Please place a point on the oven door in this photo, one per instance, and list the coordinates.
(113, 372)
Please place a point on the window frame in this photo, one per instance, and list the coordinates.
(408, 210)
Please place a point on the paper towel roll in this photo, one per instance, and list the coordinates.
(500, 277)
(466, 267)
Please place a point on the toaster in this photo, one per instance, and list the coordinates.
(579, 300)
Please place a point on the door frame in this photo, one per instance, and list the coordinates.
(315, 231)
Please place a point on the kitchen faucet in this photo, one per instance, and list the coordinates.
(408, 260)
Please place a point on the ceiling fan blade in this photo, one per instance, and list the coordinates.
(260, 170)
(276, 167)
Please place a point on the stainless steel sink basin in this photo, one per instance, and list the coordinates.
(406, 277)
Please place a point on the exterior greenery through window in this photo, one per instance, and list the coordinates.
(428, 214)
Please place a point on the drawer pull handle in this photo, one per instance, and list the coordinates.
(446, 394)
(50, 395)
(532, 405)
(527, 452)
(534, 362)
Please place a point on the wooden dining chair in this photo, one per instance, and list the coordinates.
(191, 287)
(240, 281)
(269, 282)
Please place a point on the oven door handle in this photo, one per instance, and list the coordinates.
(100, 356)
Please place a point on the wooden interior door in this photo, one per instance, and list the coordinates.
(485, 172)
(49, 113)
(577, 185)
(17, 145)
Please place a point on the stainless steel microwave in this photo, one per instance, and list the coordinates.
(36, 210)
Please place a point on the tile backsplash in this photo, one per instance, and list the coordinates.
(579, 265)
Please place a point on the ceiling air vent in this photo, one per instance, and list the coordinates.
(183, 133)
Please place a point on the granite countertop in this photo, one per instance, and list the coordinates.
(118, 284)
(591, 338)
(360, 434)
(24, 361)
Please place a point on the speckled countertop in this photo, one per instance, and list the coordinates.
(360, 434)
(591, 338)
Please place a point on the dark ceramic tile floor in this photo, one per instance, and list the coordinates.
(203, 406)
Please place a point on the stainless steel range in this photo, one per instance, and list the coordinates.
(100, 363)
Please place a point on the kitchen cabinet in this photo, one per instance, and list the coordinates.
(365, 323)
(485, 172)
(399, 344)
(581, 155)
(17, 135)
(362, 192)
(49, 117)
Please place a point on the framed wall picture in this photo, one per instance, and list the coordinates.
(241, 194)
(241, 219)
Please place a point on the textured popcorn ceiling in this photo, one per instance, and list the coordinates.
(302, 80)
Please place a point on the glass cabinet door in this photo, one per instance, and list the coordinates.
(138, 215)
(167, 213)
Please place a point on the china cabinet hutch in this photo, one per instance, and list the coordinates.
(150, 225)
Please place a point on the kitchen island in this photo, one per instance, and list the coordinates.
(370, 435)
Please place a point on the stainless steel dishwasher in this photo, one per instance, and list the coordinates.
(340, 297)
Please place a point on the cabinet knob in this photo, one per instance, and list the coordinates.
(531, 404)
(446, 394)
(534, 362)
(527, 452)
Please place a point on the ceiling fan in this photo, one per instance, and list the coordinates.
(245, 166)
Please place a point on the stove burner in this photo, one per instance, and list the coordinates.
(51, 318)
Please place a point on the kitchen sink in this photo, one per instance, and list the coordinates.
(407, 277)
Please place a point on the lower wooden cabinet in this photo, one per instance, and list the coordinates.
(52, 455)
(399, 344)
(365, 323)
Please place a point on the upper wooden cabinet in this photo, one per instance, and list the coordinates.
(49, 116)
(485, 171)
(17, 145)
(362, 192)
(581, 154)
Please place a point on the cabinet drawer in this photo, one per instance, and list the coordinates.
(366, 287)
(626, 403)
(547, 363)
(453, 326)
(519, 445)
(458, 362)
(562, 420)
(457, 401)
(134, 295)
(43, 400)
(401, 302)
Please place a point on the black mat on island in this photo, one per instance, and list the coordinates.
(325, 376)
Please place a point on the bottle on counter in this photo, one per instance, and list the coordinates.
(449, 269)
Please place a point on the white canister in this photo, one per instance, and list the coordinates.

**What the task requires:** Your task is to retype the complete material exactly as it was given.

**Reply to the task:**
Please place a point on the oven door in this photo, one per instance, and list the coordinates.
(113, 372)
Please place a point on the window frame in this photo, one per instance, and list the coordinates.
(408, 210)
Please place a point on the paper towel roll in this photo, one per instance, and list the coordinates.
(500, 277)
(466, 267)
Please place a point on the toaster in this photo, one per instance, and list the coordinates.
(579, 300)
Please place a point on the door frame in this photo, one per instance, and list the coordinates.
(315, 231)
Please place a point on the kitchen faucet in this photo, one per instance, and list the coordinates.
(408, 260)
Please place a point on the ceiling fan blade in this photo, one per instance, and list the coordinates.
(260, 170)
(276, 167)
Please place a point on the stainless steel sink basin in this photo, one per instance, and list the coordinates.
(406, 277)
Please place a point on the exterior greenery through window in this photo, one per instance, and list the coordinates.
(428, 214)
Please place a point on the drawer pull handle in this photo, one per instance, and list the coordinates.
(446, 394)
(50, 395)
(532, 405)
(527, 452)
(534, 362)
Please place a point on the wooden dining chair in this photo, one per instance, and list the coordinates.
(191, 287)
(240, 281)
(269, 282)
Please place a point on the oven door handle in this photo, one per instance, and list the coordinates.
(100, 356)
Please place a point on the wooden interior door in this photo, one per instance, and list the coordinates.
(485, 172)
(49, 113)
(577, 185)
(17, 145)
Please place a point on the stainless steel microwave in this photo, one per instance, and list the coordinates.
(36, 210)
Please place a point on the tile backsplash in this photo, one per instance, and list the coordinates.
(579, 265)
Please place a point on the ceiling air vent in this photo, one per instance, and list the coordinates.
(183, 133)
Please place a point on the granite countertop in this photo, one per instance, and list the coordinates.
(118, 284)
(591, 338)
(360, 434)
(24, 361)
Please place a point on the speckled countertop in this photo, one per instance, and list the coordinates.
(360, 434)
(591, 338)
Please place a point on the dark ceramic tile floor in this photo, one per instance, and list the coordinates.
(203, 406)
Please place a point on the stainless steel range in this photo, one per instance, and list the coordinates.
(100, 363)
Please place a point on the kitchen cabinet in this photo, one per instance, and list the coordinates.
(365, 323)
(485, 172)
(399, 344)
(581, 155)
(17, 135)
(362, 192)
(49, 117)
Please place a point on the framed wall picture in this photo, one per instance, and list the coordinates.
(241, 194)
(241, 219)
Please place a point on the textured popcorn ceiling in this photo, one per instance, and list the coordinates.
(302, 80)
Please place a point on the glass cabinet door in this photo, one per instance, and list the coordinates.
(138, 215)
(167, 213)
Please place a point on the china cabinet hutch in this photo, one per instance, and list the coordinates.
(150, 225)
Please place a point on the kitchen island in this photo, one per instance, and list the coordinates.
(370, 435)
Please place a point on the stainless steel dishwasher in this photo, one per instance, and list the coordinates.
(340, 297)
Please place a point on the cabinet knob in this photo, one per instance, and list the coordinates.
(531, 404)
(446, 394)
(534, 362)
(527, 452)
Please place a point on the ceiling fan in this photo, one per instance, and list the coordinates.
(245, 166)
Please place a point on the stove burner in this photo, one per instance, and list the coordinates.
(51, 318)
Please place a point on the kitchen sink in this photo, one per instance, and list the coordinates.
(407, 277)
Please place a point on the lower wooden cabinet in this photo, one per instance, and list the coordinates.
(52, 455)
(399, 344)
(365, 323)
Please place a point on the upper wooden cabinet in this photo, one per instance, and list the coordinates.
(49, 116)
(485, 171)
(17, 145)
(362, 192)
(581, 154)
Please place a point on the cabinet drawer in this photo, one per instance, and list the coordinates.
(366, 287)
(626, 403)
(547, 363)
(453, 326)
(519, 445)
(458, 362)
(562, 420)
(457, 401)
(134, 295)
(43, 400)
(401, 302)
Please place a point on the black mat on island in this photo, one per instance, and list the coordinates.
(325, 376)
Please place a point on the bottle on counter in this photo, one per instance, and list the coordinates.
(449, 269)
Please place a point on the white canister in this photo, one per instance, and list the coordinates.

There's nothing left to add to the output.